▸ 제시된 목표
아래 기록의 모든 줄을 글자 하나 바꾸지 말고 그대로 옮겨 적어 주세요.
### 데이터 줄
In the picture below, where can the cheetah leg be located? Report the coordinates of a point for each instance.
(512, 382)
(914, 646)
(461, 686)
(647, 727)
######
▸ 작성된 답변
In the picture below, where can the cheetah leg be located? Report the coordinates of a point for each instance.
(512, 382)
(914, 646)
(461, 686)
(647, 727)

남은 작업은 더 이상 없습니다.